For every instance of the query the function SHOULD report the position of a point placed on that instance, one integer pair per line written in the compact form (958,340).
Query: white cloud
++++++++++
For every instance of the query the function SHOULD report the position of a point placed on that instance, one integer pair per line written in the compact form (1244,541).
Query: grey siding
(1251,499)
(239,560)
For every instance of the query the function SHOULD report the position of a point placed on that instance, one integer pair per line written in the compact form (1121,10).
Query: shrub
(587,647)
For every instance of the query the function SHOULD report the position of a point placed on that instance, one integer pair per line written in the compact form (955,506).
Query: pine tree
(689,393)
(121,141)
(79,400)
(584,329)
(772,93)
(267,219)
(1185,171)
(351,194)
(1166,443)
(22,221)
++++++++++
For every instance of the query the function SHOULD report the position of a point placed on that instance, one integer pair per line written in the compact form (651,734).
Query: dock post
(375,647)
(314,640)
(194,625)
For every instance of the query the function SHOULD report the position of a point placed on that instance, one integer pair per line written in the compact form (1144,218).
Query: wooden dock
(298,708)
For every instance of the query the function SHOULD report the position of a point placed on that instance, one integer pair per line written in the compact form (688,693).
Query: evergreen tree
++++++++++
INSTRUCTIONS FOR THE TASK: Reproduce the records above word for word, starting with the line that contains "compact form (1144,218)." and continuing through the line that contains "Query: evergreen tree", with both of those lines included.

EXERCISE RESULT:
For every instance of the query the function SHOULD report the position of a point placed on that instance, one integer pair per line written in the compact form (1144,218).
Query: wooden dock
(298,708)
For every instance of the query the function SHOULD report the position of a point placed on that instance, one integer pair per line written in the compact form (688,693).
Query: evergreen tree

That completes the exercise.